Every entry below is to be copied exactly as written.
══ Records for this exercise ══
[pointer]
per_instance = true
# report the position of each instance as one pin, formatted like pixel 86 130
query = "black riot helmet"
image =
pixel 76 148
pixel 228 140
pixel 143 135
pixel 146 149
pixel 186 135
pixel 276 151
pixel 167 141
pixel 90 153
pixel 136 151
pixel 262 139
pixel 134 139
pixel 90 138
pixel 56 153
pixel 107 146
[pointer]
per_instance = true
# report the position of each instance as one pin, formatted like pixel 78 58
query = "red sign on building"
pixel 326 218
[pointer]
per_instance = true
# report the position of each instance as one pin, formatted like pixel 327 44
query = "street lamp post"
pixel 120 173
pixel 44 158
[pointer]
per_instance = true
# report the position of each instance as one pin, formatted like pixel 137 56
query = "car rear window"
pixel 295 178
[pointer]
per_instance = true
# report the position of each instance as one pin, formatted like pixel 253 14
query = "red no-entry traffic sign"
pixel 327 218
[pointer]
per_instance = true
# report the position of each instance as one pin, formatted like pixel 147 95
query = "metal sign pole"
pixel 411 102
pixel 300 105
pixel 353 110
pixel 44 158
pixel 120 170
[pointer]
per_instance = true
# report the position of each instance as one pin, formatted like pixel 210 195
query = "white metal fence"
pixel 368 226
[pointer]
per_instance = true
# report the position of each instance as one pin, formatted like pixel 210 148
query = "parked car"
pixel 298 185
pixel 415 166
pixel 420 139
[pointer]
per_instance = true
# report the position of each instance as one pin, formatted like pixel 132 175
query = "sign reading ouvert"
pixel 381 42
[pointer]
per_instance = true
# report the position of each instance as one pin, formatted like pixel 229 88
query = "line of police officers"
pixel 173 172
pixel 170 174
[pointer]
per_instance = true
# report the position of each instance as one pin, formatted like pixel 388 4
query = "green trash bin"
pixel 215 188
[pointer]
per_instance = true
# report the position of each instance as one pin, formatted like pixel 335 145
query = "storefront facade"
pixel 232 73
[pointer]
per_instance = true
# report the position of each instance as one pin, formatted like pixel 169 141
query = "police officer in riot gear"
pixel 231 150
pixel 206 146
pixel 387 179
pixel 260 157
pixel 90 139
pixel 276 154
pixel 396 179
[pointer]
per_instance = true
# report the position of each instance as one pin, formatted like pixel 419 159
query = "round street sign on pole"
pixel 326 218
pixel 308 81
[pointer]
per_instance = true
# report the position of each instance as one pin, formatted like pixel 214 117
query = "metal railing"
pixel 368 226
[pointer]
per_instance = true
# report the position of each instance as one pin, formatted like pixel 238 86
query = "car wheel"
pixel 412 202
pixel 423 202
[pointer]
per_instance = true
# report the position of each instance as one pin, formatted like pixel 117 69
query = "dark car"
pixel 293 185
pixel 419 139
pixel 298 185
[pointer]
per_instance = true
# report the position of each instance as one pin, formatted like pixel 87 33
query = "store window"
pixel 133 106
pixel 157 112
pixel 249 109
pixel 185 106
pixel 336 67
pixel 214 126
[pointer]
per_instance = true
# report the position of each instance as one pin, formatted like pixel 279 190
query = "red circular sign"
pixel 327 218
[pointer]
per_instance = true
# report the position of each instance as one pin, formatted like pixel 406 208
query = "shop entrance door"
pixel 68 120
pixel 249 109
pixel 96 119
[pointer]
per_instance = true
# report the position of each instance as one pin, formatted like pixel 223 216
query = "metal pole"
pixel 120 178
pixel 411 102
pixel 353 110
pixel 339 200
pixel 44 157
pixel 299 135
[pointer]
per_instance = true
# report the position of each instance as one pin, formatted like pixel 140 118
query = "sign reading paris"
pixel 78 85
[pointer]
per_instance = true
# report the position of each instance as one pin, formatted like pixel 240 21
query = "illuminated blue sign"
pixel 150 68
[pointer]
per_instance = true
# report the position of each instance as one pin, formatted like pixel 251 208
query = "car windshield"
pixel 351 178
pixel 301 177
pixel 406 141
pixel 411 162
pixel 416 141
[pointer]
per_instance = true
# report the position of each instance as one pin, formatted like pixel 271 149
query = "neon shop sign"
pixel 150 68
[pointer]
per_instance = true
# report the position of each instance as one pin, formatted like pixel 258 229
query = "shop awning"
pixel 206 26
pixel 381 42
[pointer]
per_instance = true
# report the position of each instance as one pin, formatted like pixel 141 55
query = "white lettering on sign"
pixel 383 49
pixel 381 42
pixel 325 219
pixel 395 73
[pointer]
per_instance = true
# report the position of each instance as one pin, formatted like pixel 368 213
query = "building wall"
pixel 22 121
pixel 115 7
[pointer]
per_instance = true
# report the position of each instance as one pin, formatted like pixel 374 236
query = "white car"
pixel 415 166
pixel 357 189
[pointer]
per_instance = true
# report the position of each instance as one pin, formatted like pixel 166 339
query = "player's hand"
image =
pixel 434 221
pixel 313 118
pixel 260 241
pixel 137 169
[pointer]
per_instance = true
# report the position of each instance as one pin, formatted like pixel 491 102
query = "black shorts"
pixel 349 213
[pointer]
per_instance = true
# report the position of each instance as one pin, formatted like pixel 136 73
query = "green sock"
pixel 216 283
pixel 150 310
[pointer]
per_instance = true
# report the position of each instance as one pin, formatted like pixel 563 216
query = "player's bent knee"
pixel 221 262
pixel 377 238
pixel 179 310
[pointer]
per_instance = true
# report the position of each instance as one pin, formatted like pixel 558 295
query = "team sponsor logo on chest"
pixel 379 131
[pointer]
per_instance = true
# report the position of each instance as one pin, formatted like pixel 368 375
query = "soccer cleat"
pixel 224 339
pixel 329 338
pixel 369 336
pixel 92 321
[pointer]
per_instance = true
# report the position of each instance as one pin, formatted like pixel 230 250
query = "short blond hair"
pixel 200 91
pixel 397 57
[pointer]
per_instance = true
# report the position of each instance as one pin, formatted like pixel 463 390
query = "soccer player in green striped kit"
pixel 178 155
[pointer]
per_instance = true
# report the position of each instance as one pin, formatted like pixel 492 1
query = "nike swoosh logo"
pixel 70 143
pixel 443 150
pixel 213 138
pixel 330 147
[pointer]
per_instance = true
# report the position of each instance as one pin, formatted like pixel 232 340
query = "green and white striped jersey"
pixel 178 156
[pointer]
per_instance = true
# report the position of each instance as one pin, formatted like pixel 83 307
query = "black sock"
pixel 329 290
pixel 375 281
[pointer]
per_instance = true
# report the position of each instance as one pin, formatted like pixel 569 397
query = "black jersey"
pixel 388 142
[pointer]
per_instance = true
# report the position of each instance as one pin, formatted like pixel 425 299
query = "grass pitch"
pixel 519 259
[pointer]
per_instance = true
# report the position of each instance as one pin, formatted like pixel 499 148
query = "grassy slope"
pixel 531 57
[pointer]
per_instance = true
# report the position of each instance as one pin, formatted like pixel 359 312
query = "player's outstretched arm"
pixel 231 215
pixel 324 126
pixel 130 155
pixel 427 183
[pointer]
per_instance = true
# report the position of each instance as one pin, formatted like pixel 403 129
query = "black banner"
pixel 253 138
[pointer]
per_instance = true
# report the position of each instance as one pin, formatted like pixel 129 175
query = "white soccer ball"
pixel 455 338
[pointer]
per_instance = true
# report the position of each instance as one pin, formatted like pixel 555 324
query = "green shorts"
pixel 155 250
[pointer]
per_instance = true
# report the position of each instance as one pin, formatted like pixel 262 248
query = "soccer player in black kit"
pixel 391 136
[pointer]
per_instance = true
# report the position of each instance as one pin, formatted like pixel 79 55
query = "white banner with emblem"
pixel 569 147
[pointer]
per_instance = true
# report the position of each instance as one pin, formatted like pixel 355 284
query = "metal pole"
═══
Task answer:
[pointer]
per_instance = true
# report the position of each instance as one pin, formatted like pixel 86 130
query = "black riot helmet"
image =
pixel 76 148
pixel 228 140
pixel 143 135
pixel 146 149
pixel 186 135
pixel 276 151
pixel 167 141
pixel 90 153
pixel 136 151
pixel 262 139
pixel 134 139
pixel 90 138
pixel 56 153
pixel 107 146
[pointer]
per_instance = true
# report the position of each instance as one pin, formatted like pixel 78 58
query = "red sign on building"
pixel 326 218
[pointer]
per_instance = true
# report the position of each instance as one pin, formatted like pixel 327 44
query = "street lamp post"
pixel 120 173
pixel 44 158
[pointer]
per_instance = true
# report the position of each instance as one pin, formatted like pixel 137 56
query = "car rear window"
pixel 295 178
[pointer]
per_instance = true
# report the position of each instance as one pin, formatted like pixel 253 14
query = "red no-entry traffic sign"
pixel 327 218
[pointer]
per_instance = true
# report the position of each instance as one pin, formatted like pixel 147 95
query = "metal sign pole"
pixel 411 102
pixel 300 105
pixel 353 110
pixel 44 158
pixel 120 170
[pointer]
per_instance = true
# report the position of each instance as one pin, formatted like pixel 210 195
query = "white metal fence"
pixel 368 226
[pointer]
per_instance = true
# report the position of each instance as one pin, formatted like pixel 210 148
query = "parked car"
pixel 298 185
pixel 415 166
pixel 420 139
[pointer]
per_instance = true
# report the position of each instance as one pin, formatted like pixel 132 175
query = "sign reading ouvert"
pixel 381 42
[pointer]
per_instance = true
# report the position of each instance as one pin, formatted like pixel 229 88
query = "line of police officers"
pixel 173 172
pixel 170 174
[pointer]
per_instance = true
# report the position of each instance as one pin, formatted like pixel 388 4
query = "green trash bin"
pixel 215 188
[pointer]
per_instance = true
# report the position of each instance as one pin, formatted like pixel 335 145
query = "storefront facade"
pixel 232 73
[pointer]
per_instance = true
# report the position of each instance as one pin, formatted like pixel 169 141
query = "police officer in riot gear"
pixel 231 150
pixel 206 146
pixel 387 179
pixel 260 157
pixel 90 139
pixel 276 154
pixel 396 179
[pointer]
per_instance = true
# report the position of each instance as one pin, formatted like pixel 419 159
query = "round street sign on pole"
pixel 326 218
pixel 308 81
[pointer]
per_instance = true
# report the position of each instance as one pin, formatted like pixel 214 117
query = "metal railing"
pixel 368 226
[pointer]
per_instance = true
# report the position of each instance as one pin, formatted like pixel 238 86
query = "car wheel"
pixel 412 202
pixel 423 202
[pointer]
per_instance = true
# report the position of each instance as one pin, formatted like pixel 117 69
query = "dark car"
pixel 293 185
pixel 419 139
pixel 298 185
[pointer]
per_instance = true
# report the position of each instance as one pin, formatted like pixel 87 33
query = "store window"
pixel 133 106
pixel 157 112
pixel 249 109
pixel 185 106
pixel 336 67
pixel 214 126
[pointer]
per_instance = true
# report the position of each instance as one pin, formatted like pixel 279 190
query = "red circular sign"
pixel 327 218
[pointer]
per_instance = true
# report the position of each instance as one pin, formatted like pixel 406 208
query = "shop entrance door"
pixel 68 120
pixel 249 109
pixel 96 119
[pointer]
per_instance = true
# report the position of each instance as one pin, formatted like pixel 223 216
query = "metal pole"
pixel 120 178
pixel 411 102
pixel 353 110
pixel 339 200
pixel 44 157
pixel 299 135
[pointer]
per_instance = true
# report the position of each instance as one pin, formatted like pixel 140 118
query = "sign reading paris"
pixel 78 85
[pointer]
per_instance = true
# report the position of each instance as one pin, formatted like pixel 240 21
query = "illuminated blue sign"
pixel 150 68
[pointer]
per_instance = true
# report the position of each instance as one pin, formatted like pixel 251 208
query = "car windshield"
pixel 351 178
pixel 301 177
pixel 406 141
pixel 411 162
pixel 416 141
[pointer]
per_instance = true
# report the position of each instance as one pin, formatted like pixel 271 149
query = "neon shop sign"
pixel 150 68
[pointer]
per_instance = true
# report the position of each instance as one pin, formatted like pixel 258 229
query = "shop awning"
pixel 206 26
pixel 381 42
[pointer]
per_instance = true
# report the position of each instance as one pin, formatted like pixel 141 55
query = "white lettering on sign"
pixel 383 49
pixel 381 42
pixel 325 219
pixel 395 73
[pointer]
per_instance = true
# report the position of each instance as one pin, formatted like pixel 368 213
query = "building wall"
pixel 22 121
pixel 115 7
[pointer]
per_instance = true
# report the position of each instance as one pin, formatted like pixel 374 236
query = "white car"
pixel 415 166
pixel 357 189
[pointer]
per_instance = true
# report the position of each instance as one pin, formatted like pixel 166 339
query = "player's hand"
image =
pixel 434 221
pixel 313 118
pixel 260 241
pixel 137 169
[pointer]
per_instance = true
# report the position of each instance as one pin, formatted like pixel 491 102
query = "black shorts"
pixel 349 213
[pointer]
per_instance = true
# report the position of each instance as one pin, formatted like pixel 136 73
query = "green sock"
pixel 216 283
pixel 150 310
[pointer]
per_instance = true
# report the position of each instance as one pin, formatted like pixel 563 216
query = "player's bent knee"
pixel 221 262
pixel 377 238
pixel 179 310
[pointer]
per_instance = true
# report the position of each instance as one pin, formatted like pixel 558 295
query = "team sponsor logo on chest"
pixel 379 131
[pointer]
per_instance = true
# report the position of each instance as one pin, formatted like pixel 368 375
query = "soccer cleat"
pixel 224 339
pixel 329 338
pixel 369 336
pixel 92 321
[pointer]
per_instance = true
# report the position of each instance as one pin, formatted like pixel 230 250
query = "short blond hair"
pixel 200 91
pixel 397 57
[pointer]
per_instance = true
# report the position of each instance as one pin, formatted like pixel 463 390
query = "soccer player in green striped kit"
pixel 178 155
[pointer]
per_instance = true
# report the position of each instance as one pin, formatted like pixel 492 1
query = "nike swoosh logo"
pixel 70 143
pixel 443 150
pixel 213 138
pixel 330 147
[pointer]
per_instance = true
# report the position of each instance as one pin, formatted like pixel 232 340
query = "green and white striped jersey"
pixel 178 156
[pointer]
per_instance = true
# report the position of each instance as one pin, formatted like pixel 83 307
query = "black sock"
pixel 329 290
pixel 375 281
[pointer]
per_instance = true
# report the position of each instance as one pin, formatted like pixel 569 397
query = "black jersey"
pixel 388 142
[pointer]
per_instance = true
# report the position of each instance as one pin, formatted like pixel 425 299
query = "grass pitch"
pixel 519 259
[pointer]
per_instance = true
# report the position of each instance as one pin, formatted like pixel 499 148
query = "grassy slope"
pixel 531 57
[pointer]
per_instance = true
# report the position of each instance as one pin, formatted like pixel 359 312
query = "player's outstretched arm"
pixel 231 215
pixel 324 126
pixel 130 155
pixel 427 183
[pointer]
per_instance = true
# report the position of each instance as one pin, formatted like pixel 403 129
query = "black banner"
pixel 253 138
[pointer]
per_instance = true
# report the position of each instance as one pin, formatted like pixel 129 175
query = "white soccer ball"
pixel 455 338
[pointer]
per_instance = true
# report the position of each instance as one pin, formatted like pixel 555 324
query = "green shorts"
pixel 155 250
[pointer]
per_instance = true
# report the position of each instance as one pin, formatted like pixel 262 248
query = "soccer player in black kit"
pixel 391 136
[pointer]
per_instance = true
# report the position of each instance as one pin, formatted like pixel 79 55
query = "white banner with emblem"
pixel 569 147
[pointer]
per_instance = true
# report the position of each instance as one pin, formatted like pixel 355 284
query = "metal pole"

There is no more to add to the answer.